── TRECHO CITADO

A noite de Nova Iorque transforma-se no labirinto da subjetividade fetichizada:
Nick Nightingale, o músico proletário, introduz Bill ao ritual orgiástico.
Domino, a prostituta, o assedia; sua amiga revela depois que Domino é soropositiva.
Milich, o dono da loja Rainbow, revela o lado perverso da sociabilidade — instrumentaliza a própria filha.
Sandor Szavost, burguês decadente, expressa cinicamente a moral do fingimento.
Marion Nathanson, tomada por amor-fetiche, declara-se a Bill no leito de morte do pai.
O baile orgiástico — mascarado, ritualizado, voyeurístico — funciona como alegoria da sociabilidade burguesa pervertida, com máscaras que escondem identidades enquanto revelam a estrutura pornográfica do poder.

Tudo é imagem, fetiche, simulação. Tudo é aparência sustentada por convenções hipócritas. O estranhamento de Bill — imagens em preto e branco, fantasias obsessivas — revela a experiência psíquica típica da modernidade tardia: aquilo que deveria permanecer oculto (desejo feminino, fragilidade masculina, poder financeiro obsceno) vem à luz de modo sinistro. As imagens dominam Bill tanto quanto a valorização fictícia domina o capital: especulação pura, sem lastro real.
Quando Alice sonha suas próprias orgias, rindo enquanto traía o marido em sonho, Kubrick cria uma simetria profunda: Bill vive a fantasia acordado e Alice vive a fantasia dormindo. Ambos os percursos são reversos um do outro, como reflexos distorcidos.
O filme articula erotismo e morte: O amor de Marion irrompe no leito de morte do pai; Domino enfrenta risco de AIDS. A mulher que salva Bill na orgia é encontrada morta no hospital. A sexualidade é sempre ameaça; desejo e morte se atravessam.
A sociedade burguesa aparece como uma comunidade de perversos sustentada por consentimentos espúrios. As máscaras do baile orgiástico simbolizam o uso sistemático do simulacro para manter a aparência de normalidade. Victor Ziegler, ao final, aproxima-se de Bill para “tranquilizá-lo”: tudo não passara de farsa, encenação, factualidade burguesa. O mundo, diz ele, é assim — e a vida continua.

────
── DADOS BRUTOS

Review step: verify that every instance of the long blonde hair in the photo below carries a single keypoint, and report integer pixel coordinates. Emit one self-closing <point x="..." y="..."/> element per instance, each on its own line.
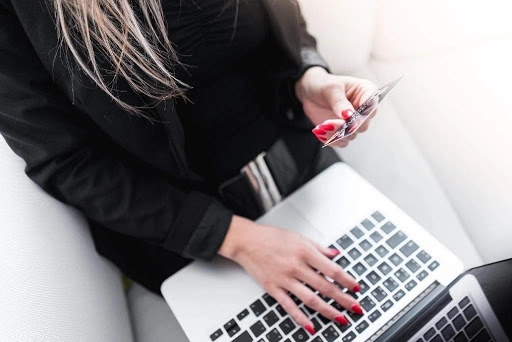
<point x="136" y="45"/>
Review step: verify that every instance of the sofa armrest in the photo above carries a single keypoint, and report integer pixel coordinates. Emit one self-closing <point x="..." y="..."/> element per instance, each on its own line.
<point x="54" y="285"/>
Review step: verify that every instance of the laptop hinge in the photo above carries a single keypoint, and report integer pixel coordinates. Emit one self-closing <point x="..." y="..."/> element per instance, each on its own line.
<point x="412" y="318"/>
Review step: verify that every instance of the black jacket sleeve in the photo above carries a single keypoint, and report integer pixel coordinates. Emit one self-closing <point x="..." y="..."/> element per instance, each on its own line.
<point x="304" y="55"/>
<point x="71" y="160"/>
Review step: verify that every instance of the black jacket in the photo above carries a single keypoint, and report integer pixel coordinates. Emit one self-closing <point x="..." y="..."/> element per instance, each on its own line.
<point x="127" y="175"/>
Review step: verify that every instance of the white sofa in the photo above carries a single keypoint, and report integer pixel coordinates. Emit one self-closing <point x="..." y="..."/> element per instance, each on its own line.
<point x="439" y="148"/>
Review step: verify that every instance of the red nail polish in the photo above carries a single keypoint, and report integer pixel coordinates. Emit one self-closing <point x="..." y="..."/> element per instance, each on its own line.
<point x="318" y="131"/>
<point x="327" y="127"/>
<point x="347" y="114"/>
<point x="310" y="329"/>
<point x="341" y="320"/>
<point x="357" y="309"/>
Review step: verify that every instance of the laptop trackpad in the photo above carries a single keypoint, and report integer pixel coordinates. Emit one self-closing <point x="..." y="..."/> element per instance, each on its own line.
<point x="286" y="216"/>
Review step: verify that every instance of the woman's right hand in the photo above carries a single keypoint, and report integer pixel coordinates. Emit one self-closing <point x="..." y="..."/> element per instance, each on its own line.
<point x="283" y="262"/>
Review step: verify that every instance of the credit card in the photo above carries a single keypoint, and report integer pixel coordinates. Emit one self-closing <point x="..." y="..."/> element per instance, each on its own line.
<point x="363" y="113"/>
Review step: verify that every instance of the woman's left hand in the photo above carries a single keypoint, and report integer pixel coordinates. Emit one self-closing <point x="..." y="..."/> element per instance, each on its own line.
<point x="328" y="100"/>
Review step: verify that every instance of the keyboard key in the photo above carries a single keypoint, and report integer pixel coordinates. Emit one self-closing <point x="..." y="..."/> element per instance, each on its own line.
<point x="390" y="284"/>
<point x="452" y="313"/>
<point x="429" y="334"/>
<point x="409" y="248"/>
<point x="364" y="287"/>
<point x="441" y="323"/>
<point x="376" y="237"/>
<point x="287" y="326"/>
<point x="410" y="285"/>
<point x="258" y="328"/>
<point x="399" y="295"/>
<point x="396" y="259"/>
<point x="274" y="336"/>
<point x="387" y="305"/>
<point x="437" y="338"/>
<point x="378" y="216"/>
<point x="474" y="327"/>
<point x="448" y="333"/>
<point x="281" y="311"/>
<point x="459" y="322"/>
<point x="368" y="224"/>
<point x="354" y="253"/>
<point x="370" y="259"/>
<point x="464" y="302"/>
<point x="373" y="277"/>
<point x="359" y="268"/>
<point x="460" y="338"/>
<point x="271" y="318"/>
<point x="423" y="256"/>
<point x="216" y="335"/>
<point x="483" y="336"/>
<point x="269" y="300"/>
<point x="355" y="317"/>
<point x="343" y="262"/>
<point x="345" y="241"/>
<point x="396" y="239"/>
<point x="242" y="314"/>
<point x="300" y="335"/>
<point x="330" y="334"/>
<point x="357" y="232"/>
<point x="316" y="324"/>
<point x="232" y="328"/>
<point x="367" y="303"/>
<point x="362" y="326"/>
<point x="365" y="245"/>
<point x="433" y="265"/>
<point x="324" y="319"/>
<point x="469" y="312"/>
<point x="388" y="227"/>
<point x="402" y="275"/>
<point x="374" y="316"/>
<point x="351" y="336"/>
<point x="381" y="250"/>
<point x="379" y="294"/>
<point x="384" y="268"/>
<point x="413" y="266"/>
<point x="244" y="337"/>
<point x="422" y="275"/>
<point x="295" y="299"/>
<point x="258" y="308"/>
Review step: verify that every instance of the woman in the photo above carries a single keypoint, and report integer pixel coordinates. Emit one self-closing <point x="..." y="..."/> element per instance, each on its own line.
<point x="142" y="113"/>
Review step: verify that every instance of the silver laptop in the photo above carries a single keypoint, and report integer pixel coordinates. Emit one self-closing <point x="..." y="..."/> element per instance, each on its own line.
<point x="404" y="272"/>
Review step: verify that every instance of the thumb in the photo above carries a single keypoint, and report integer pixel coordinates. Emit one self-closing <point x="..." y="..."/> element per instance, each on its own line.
<point x="338" y="101"/>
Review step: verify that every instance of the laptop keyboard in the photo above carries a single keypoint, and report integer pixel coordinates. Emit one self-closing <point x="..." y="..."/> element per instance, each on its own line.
<point x="460" y="324"/>
<point x="387" y="265"/>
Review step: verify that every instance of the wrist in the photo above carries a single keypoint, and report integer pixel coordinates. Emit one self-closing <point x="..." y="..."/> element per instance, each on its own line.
<point x="303" y="83"/>
<point x="235" y="238"/>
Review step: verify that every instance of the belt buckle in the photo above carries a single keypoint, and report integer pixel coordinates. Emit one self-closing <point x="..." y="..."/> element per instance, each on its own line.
<point x="262" y="182"/>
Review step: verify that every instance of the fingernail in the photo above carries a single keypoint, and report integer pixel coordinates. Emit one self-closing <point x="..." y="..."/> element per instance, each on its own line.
<point x="310" y="329"/>
<point x="327" y="127"/>
<point x="347" y="114"/>
<point x="334" y="252"/>
<point x="341" y="320"/>
<point x="318" y="131"/>
<point x="357" y="309"/>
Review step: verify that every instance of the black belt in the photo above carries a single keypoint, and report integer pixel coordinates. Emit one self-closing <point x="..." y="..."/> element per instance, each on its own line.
<point x="262" y="183"/>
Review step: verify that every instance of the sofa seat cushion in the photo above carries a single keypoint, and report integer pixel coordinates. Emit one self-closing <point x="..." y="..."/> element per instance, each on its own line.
<point x="456" y="106"/>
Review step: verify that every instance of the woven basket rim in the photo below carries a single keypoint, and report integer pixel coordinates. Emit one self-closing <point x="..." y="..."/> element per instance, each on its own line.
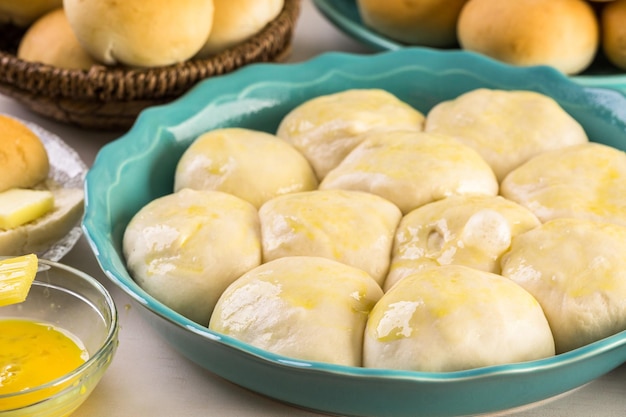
<point x="103" y="83"/>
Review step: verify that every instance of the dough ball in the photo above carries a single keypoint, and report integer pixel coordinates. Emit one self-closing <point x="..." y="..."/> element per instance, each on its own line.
<point x="576" y="269"/>
<point x="453" y="318"/>
<point x="306" y="308"/>
<point x="352" y="227"/>
<point x="50" y="40"/>
<point x="412" y="168"/>
<point x="460" y="230"/>
<point x="234" y="21"/>
<point x="185" y="248"/>
<point x="613" y="17"/>
<point x="326" y="128"/>
<point x="140" y="33"/>
<point x="24" y="12"/>
<point x="23" y="158"/>
<point x="584" y="181"/>
<point x="506" y="127"/>
<point x="561" y="33"/>
<point x="252" y="165"/>
<point x="416" y="22"/>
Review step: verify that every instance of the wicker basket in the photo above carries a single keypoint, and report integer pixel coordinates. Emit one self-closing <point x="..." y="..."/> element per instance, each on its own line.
<point x="111" y="97"/>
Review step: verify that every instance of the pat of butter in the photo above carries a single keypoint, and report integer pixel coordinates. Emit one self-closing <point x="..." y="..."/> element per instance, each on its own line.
<point x="19" y="206"/>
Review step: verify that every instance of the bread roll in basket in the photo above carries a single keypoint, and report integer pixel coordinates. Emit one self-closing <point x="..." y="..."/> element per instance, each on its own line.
<point x="112" y="97"/>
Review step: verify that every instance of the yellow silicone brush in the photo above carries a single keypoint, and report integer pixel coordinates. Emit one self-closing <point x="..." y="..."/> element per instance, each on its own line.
<point x="16" y="277"/>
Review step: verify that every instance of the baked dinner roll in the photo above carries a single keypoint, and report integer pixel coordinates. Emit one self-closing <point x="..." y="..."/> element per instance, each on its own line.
<point x="453" y="318"/>
<point x="352" y="227"/>
<point x="612" y="18"/>
<point x="460" y="230"/>
<point x="234" y="21"/>
<point x="185" y="248"/>
<point x="326" y="128"/>
<point x="140" y="33"/>
<point x="24" y="12"/>
<point x="303" y="307"/>
<point x="506" y="127"/>
<point x="585" y="181"/>
<point x="50" y="40"/>
<point x="252" y="165"/>
<point x="411" y="168"/>
<point x="561" y="33"/>
<point x="23" y="158"/>
<point x="576" y="269"/>
<point x="40" y="234"/>
<point x="416" y="22"/>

────

TAREFAS:
A – Indique se cada afirmação concorda com o texto sobre o filme de Kubrick, respondendo sim ou não e citando as palavras do texto que decidem a questão: (i) Nick Nightingale é descrito como um músico proletário; (ii) a própria Domino conta a Bill que é soropositiva; (iii) Marion Nathanson se declara a Bill no leito de morte do pai.
B – Liste todos os personagens do filme que o texto sobre o filme de Kubrick menciona pelo nome.
C – Dê continuidade ao texto sobre o filme de Kubrick a partir do ponto em que ele termina.
Os dados formam um material à parte, sem relação com o texto sobre o filme de Kubrick.

RESPOSTAS EM ORDEM:
A –
(i) Sim: "Nick Nightingale, o músico proletário, introduz Bill ao ritual orgiástico."
(ii) Não: "sua amiga revela depois que Domino é soropositiva."
(iii) Sim: "Marion Nathanson, tomada por amor-fetiche, declara-se a Bill no leito de morte do pai."

B – Nick Nightingale, Bill, Domino, Milich, Sandor Szavost, Marion Nathanson, Alice, Victor Ziegler

C –
Essa naturalização da miséria humana (“isso acontece o tempo todo”) é talvez o momento mais cru da crítica social de Kubrick.
No shopping, cercados pela profusão de mercadorias natalinas, Bill — fragilizado — pede certezas. Alice recusa certezas: sabe que a vida burguesa é instável, ambígua, desequilibrada. Mas afirma algo essencial: “O importante é que estamos acordados”. E conclui com um gesto afirmativo e desmistificador do poder masculino: “Precisamos trepar.”
O filme, então, fecha o círculo: se tudo foi sonho, fantasia e especulação, resta o corpo — o encontro possível, desigual, mas verdadeiro.
Como Freud afirmava, “não mandamos nem mesmo em nossa própria casa”. De Olhos Bem Fechados demonstra isso: a casa burguesa, o corpo burguês, a fantasia burguesa — tudo é palco de estranhamento, crise e fetichização.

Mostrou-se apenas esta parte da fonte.